Exclude the pictures. Transcribe exactly, and only, the lines from the one holding "pin the white shoelace, one dot per instance" to the end of the material below.

BEGIN

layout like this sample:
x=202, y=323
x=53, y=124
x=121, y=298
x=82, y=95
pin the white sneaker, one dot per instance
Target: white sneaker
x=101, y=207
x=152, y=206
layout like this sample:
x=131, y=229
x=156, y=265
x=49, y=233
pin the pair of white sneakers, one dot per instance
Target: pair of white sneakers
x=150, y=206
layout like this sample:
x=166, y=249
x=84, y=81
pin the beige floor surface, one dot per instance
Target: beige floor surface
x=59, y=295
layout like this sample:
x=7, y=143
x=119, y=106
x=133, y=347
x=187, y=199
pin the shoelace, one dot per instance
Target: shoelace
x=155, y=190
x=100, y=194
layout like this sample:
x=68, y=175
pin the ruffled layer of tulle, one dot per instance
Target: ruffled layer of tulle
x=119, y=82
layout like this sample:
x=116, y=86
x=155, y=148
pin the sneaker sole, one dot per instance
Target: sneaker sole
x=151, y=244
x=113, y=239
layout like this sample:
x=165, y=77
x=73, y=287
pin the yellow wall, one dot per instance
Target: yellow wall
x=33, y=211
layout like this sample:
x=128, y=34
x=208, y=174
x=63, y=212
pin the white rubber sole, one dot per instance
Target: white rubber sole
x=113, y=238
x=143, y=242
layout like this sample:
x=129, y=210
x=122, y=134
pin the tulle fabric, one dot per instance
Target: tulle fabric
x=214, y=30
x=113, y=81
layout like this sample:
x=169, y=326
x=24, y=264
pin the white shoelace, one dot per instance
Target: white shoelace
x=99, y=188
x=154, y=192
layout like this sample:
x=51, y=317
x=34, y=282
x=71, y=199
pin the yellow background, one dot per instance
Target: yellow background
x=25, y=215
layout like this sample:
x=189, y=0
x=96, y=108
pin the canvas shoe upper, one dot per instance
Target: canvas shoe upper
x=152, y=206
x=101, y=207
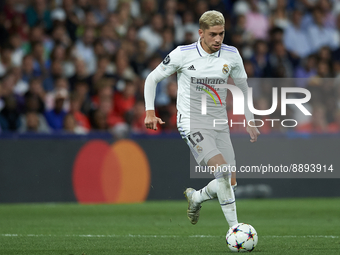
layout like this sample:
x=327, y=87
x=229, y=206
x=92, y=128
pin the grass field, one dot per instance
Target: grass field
x=287, y=226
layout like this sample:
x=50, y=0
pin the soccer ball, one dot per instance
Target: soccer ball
x=241, y=238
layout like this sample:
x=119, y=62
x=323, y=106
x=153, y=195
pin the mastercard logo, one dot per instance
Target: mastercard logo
x=117, y=173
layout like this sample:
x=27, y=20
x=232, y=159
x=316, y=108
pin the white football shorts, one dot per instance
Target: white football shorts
x=207, y=143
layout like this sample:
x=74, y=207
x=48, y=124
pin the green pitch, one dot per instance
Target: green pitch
x=284, y=226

END

> [SOLUTION TO THIS EXERCISE]:
pin the white shoelace, one dot per instance
Target: white shoelace
x=99, y=188
x=154, y=192
layout like this sample:
x=51, y=317
x=34, y=282
x=71, y=199
pin the yellow background, one dot per instance
Target: yellow background
x=25, y=215
layout like this sample:
x=189, y=0
x=96, y=108
pin the canvas shoe upper, one dot per instance
Target: canvas shoe upper
x=152, y=206
x=101, y=207
layout like this sample:
x=327, y=87
x=229, y=206
x=92, y=128
pin the grass field, one dot per instance
Target: grass field
x=287, y=226
layout like this sample:
x=50, y=0
pin the soccer ball, one dot per instance
Target: soccer ball
x=241, y=238
layout like this sample:
x=119, y=62
x=323, y=106
x=153, y=195
pin the mastercard logo, one dot per instance
Target: mastercard logo
x=117, y=173
layout like this sample:
x=27, y=20
x=232, y=159
x=316, y=108
pin the white football shorts, one dot per instance
Target: white football shorts
x=207, y=143
layout like this sample:
x=74, y=207
x=48, y=124
pin the green pitch, one dot per instance
Target: green pitch
x=284, y=226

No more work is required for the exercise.